--- Stated task ---
Will you transcribe all the entries word for word, skipping the pictures they hold?

Location identification items
═══
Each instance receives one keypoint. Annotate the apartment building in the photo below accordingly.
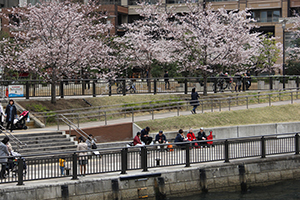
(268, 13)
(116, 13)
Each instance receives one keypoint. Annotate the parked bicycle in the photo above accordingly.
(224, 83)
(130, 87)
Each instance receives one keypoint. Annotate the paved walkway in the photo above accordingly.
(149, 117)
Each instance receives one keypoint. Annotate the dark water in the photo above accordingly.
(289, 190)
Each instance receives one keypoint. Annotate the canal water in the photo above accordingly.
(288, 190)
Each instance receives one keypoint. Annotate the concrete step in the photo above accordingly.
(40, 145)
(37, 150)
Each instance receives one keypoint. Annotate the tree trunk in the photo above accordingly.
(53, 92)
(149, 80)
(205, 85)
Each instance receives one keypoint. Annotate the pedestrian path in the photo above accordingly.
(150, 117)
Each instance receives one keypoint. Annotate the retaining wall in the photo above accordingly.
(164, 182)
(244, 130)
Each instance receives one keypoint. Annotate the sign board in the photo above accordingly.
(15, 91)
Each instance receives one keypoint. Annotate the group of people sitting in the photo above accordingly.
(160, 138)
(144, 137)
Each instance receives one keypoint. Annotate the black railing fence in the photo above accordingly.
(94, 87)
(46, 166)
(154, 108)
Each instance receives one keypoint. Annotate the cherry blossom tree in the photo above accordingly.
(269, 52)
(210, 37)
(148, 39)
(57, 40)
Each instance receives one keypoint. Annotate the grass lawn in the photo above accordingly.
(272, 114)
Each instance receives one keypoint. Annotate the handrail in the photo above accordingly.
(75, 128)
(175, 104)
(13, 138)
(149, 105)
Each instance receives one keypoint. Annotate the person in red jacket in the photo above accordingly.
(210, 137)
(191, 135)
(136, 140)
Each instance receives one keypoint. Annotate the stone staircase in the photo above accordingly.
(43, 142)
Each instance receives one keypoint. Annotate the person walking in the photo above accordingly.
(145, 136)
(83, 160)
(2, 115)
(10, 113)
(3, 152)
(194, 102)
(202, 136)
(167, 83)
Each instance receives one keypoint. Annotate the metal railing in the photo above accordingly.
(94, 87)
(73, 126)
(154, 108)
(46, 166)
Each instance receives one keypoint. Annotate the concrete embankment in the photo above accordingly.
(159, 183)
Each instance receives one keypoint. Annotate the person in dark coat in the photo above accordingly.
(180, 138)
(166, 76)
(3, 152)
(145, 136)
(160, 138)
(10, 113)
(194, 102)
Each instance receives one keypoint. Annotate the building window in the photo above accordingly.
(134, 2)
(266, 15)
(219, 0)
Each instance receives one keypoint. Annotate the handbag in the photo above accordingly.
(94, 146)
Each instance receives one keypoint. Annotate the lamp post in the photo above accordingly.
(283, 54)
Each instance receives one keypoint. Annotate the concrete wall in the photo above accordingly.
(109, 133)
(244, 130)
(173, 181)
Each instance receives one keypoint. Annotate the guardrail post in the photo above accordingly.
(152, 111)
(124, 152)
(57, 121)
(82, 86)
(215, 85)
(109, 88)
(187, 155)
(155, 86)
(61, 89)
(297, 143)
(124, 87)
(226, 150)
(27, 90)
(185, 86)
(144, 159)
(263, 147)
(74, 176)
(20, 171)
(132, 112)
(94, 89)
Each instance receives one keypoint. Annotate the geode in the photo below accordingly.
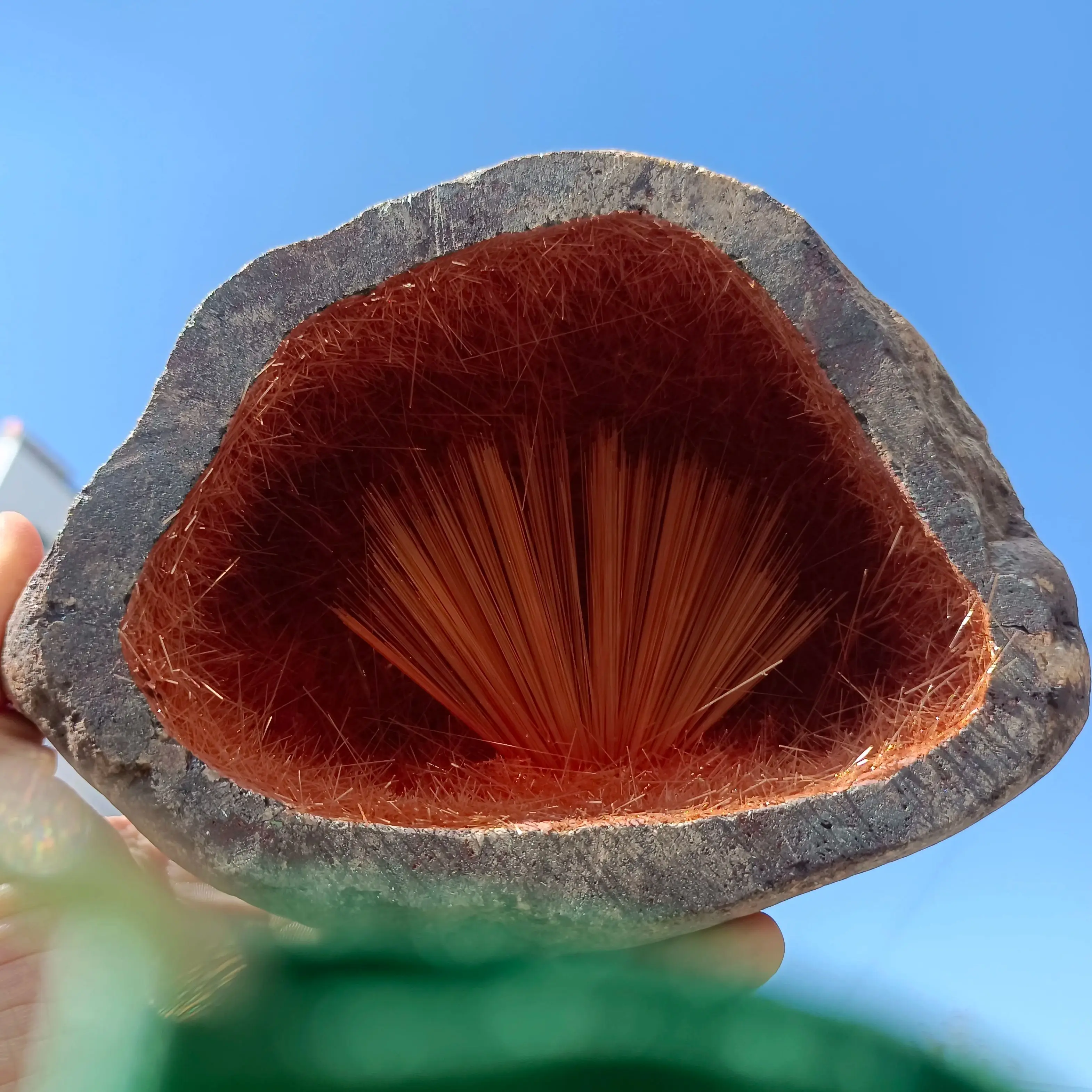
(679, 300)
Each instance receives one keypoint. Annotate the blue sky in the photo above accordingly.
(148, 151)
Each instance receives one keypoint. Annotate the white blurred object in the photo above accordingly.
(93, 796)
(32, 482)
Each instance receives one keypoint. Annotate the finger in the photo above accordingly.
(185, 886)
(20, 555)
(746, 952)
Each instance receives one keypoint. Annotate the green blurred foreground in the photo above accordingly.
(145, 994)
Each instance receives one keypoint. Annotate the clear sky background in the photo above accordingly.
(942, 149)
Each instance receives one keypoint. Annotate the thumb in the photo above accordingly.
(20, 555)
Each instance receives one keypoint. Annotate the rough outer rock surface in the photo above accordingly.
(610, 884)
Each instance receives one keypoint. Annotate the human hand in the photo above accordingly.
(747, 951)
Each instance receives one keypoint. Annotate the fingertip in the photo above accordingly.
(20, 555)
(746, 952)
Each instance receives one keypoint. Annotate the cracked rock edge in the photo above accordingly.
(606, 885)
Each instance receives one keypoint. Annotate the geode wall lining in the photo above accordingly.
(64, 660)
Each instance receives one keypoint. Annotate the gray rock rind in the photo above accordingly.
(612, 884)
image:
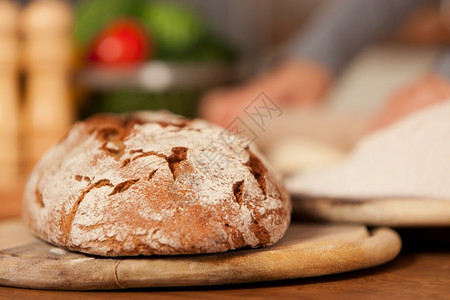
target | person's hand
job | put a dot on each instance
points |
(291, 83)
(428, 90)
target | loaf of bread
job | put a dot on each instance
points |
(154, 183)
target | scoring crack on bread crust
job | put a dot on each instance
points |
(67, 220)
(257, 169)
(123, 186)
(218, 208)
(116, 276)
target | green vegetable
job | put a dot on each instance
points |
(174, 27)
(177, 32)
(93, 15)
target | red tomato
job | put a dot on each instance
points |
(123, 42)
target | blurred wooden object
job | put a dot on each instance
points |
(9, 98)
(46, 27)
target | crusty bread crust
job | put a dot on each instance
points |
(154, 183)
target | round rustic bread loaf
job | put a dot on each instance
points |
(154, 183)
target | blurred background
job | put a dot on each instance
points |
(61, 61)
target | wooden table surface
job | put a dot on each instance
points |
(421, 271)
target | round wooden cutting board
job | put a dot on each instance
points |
═══
--- Finished exercise ---
Each instance receives one keypoint. Annotate the apartment building in the photo below accordingly.
(268, 13)
(116, 13)
Each instance receives one keypoint. Annotate the parked bicycle in the photo above accordingly.
(224, 83)
(130, 87)
Each instance receives one keypoint. Annotate the paved walkway in the photo above accordingly.
(149, 117)
Each instance receives one keypoint. Annotate the dark water in the photo above accordingly.
(289, 190)
Each instance receives one keypoint. Annotate the canal water in the photo above accordingly.
(288, 190)
Each instance receives one keypoint. Annotate the concrete step in the photo above accordingly.
(40, 145)
(37, 150)
Each instance receives one keypoint. Annotate the tree trunk in the photo above accordingly.
(53, 92)
(149, 80)
(205, 85)
Each instance receives one keypoint. Annotate the pedestrian path in the photo above accordingly.
(150, 117)
Each instance receives one keypoint. Annotate the retaining wall in the photo above accordingly.
(164, 182)
(244, 130)
Each instance receives one keypoint. Annotate the sign board in the photo above accordingly.
(15, 91)
Each instance receives one keypoint. Annotate the group of people sitting in the photo above accordingly.
(160, 138)
(144, 137)
Each instance receives one keypoint. Annotate the black railing fence in the photo above accordingly.
(94, 87)
(46, 166)
(154, 108)
Each instance receives one keypoint. Annotate the cherry blossom tree in the photo above accordingly.
(269, 52)
(210, 37)
(148, 39)
(57, 40)
Each instance receives one keypoint. Annotate the grass lawn in the photo above accordingly.
(272, 114)
Each instance receives one keypoint. Annotate the handrail in the photo above accordingly.
(75, 128)
(175, 104)
(13, 138)
(149, 105)
Each instance receives one keypoint. Annotate the person in red jacket in the photo above accordingly.
(210, 137)
(191, 135)
(136, 140)
Each instance receives one keypoint. Annotate the stone staircase in the photo above accordingly.
(43, 142)
Each instance receives one keypoint. Annotate the person walking in the photo above accordingly.
(145, 136)
(83, 160)
(2, 115)
(10, 113)
(3, 152)
(194, 102)
(202, 136)
(167, 83)
Each instance receives one keypoint. Annotate the metal railing in the photo above accordingly.
(94, 87)
(73, 126)
(154, 108)
(46, 166)
Each instance receives one keypoint. Annotate the concrete embankment in the photo above accordingly.
(159, 183)
Each instance receives one keypoint. Annotate the person in dark coat in the photo above accordingly.
(180, 138)
(166, 76)
(3, 152)
(145, 136)
(160, 138)
(10, 113)
(194, 102)
Each instance receives one keypoint. Annotate the building window in the photo above accordingly.
(134, 2)
(266, 15)
(219, 0)
Each instance receives one keypoint. Annotate the handbag in the photo above accordingly.
(94, 146)
Each instance receives one keypoint. Annotate the lamp post in the photo above accordingly.
(283, 54)
Each instance receives one keypoint. Annotate the concrete wall in the photo above accordingly.
(109, 133)
(244, 130)
(173, 181)
Each instance receives one keypoint. Annotate the guardrail post in the photo above accordingly.
(152, 111)
(124, 152)
(57, 121)
(82, 86)
(215, 85)
(109, 88)
(187, 155)
(155, 86)
(61, 89)
(297, 143)
(124, 87)
(226, 150)
(27, 90)
(185, 86)
(144, 159)
(263, 147)
(74, 176)
(20, 171)
(132, 112)
(94, 89)
Each instance receives one keypoint. Annotate the geode in the photo below accordingly.
(679, 300)
Each instance receives one keypoint. Annotate the blue sky in the photo above accordingly.
(148, 151)
Each instance receives one keypoint. Annotate the white blurred object in the photo above accordingly.
(93, 796)
(32, 482)
Each instance receives one keypoint. Annotate the finger in the photo above accordingly.
(185, 886)
(20, 555)
(746, 952)
Each instance receives one keypoint. Annotate the green blurred foreground in the photo above accordingly.
(145, 994)
Each instance receives one keypoint. Annotate the clear sky background in the photo above accordingly.
(942, 149)
Each instance receives one keypoint. Annotate the thumb in the photo above accordingly.
(20, 555)
Each instance receives one keypoint. Annotate the rough outer rock surface in the photo above accordingly.
(610, 884)
Each instance receives one keypoint. Annotate the human hand in the photo above accordingly.
(747, 951)
Each instance receives one keypoint. Annotate the fingertip in the photo above accordingly.
(20, 555)
(746, 952)
Each instance receives one keypoint. Annotate the cracked rock edge in the photo above accordingly.
(606, 885)
Each instance receives one keypoint. Annotate the geode wall lining in the photo above accordingly.
(64, 660)
Each instance receives one keypoint. Annotate the gray rock rind in the photo above accordingly.
(612, 884)
image:
target | person's hand
job | put a dot on each instance
points |
(291, 83)
(428, 90)
target | loaf of bread
job | put a dot on each instance
points |
(154, 183)
target | scoring crack on bread crust
job | put a dot on each instance
points |
(67, 220)
(257, 169)
(123, 186)
(218, 208)
(116, 276)
target | green vegetable
job | put a dot on each instance
points |
(174, 27)
(177, 32)
(93, 15)
target | red tomato
job | put a dot on each instance
points |
(123, 42)
target | blurred wooden object
job | put a dot on each instance
points |
(9, 98)
(46, 27)
target | crusty bread crust
job | put a dot on each instance
points |
(154, 183)
target | round rustic bread loaf
job | put a dot on each instance
points |
(154, 183)
target | blurred background
job | put a dot on each instance
points |
(61, 61)
target | wooden table surface
job | put a dot on each instance
points |
(421, 271)
target | round wooden cutting board
job | put a dot on each instance
points |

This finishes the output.